Render the material again word for word, skipping the pictures in it.
--- Begin ---
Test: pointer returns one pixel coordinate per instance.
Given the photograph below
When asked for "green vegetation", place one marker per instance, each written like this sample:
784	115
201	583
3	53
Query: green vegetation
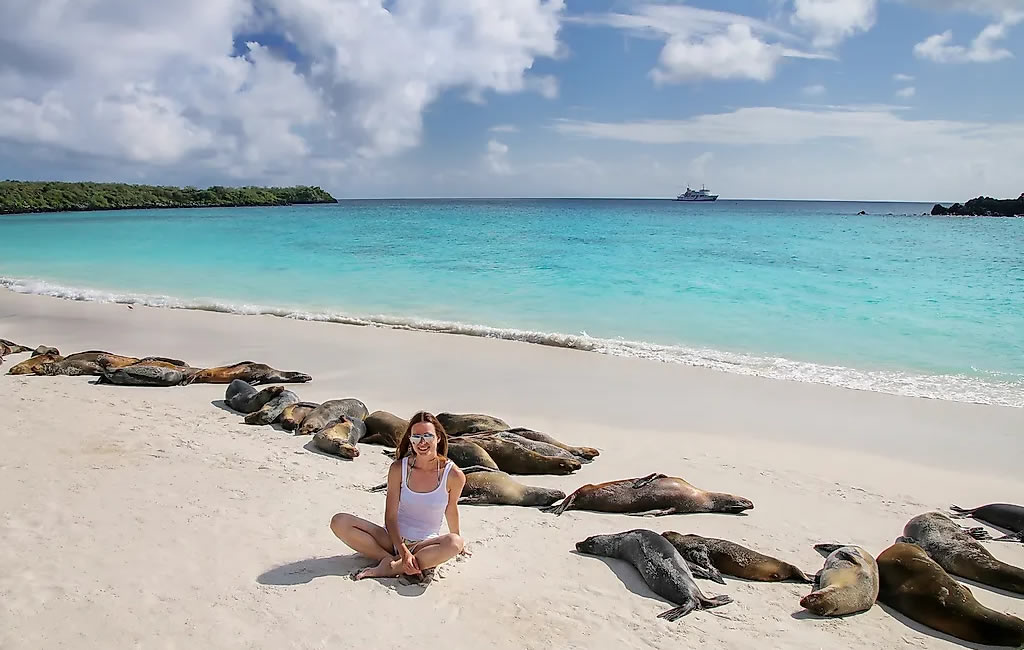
--- End ---
*FULL RESPONSE*.
Test: pointer returns one pixel coordinate per instance.
Given the photograph below
When asked for "green vegetation", place one marker per instance, each written like this sample:
784	115
201	583
3	53
Query: green vegetation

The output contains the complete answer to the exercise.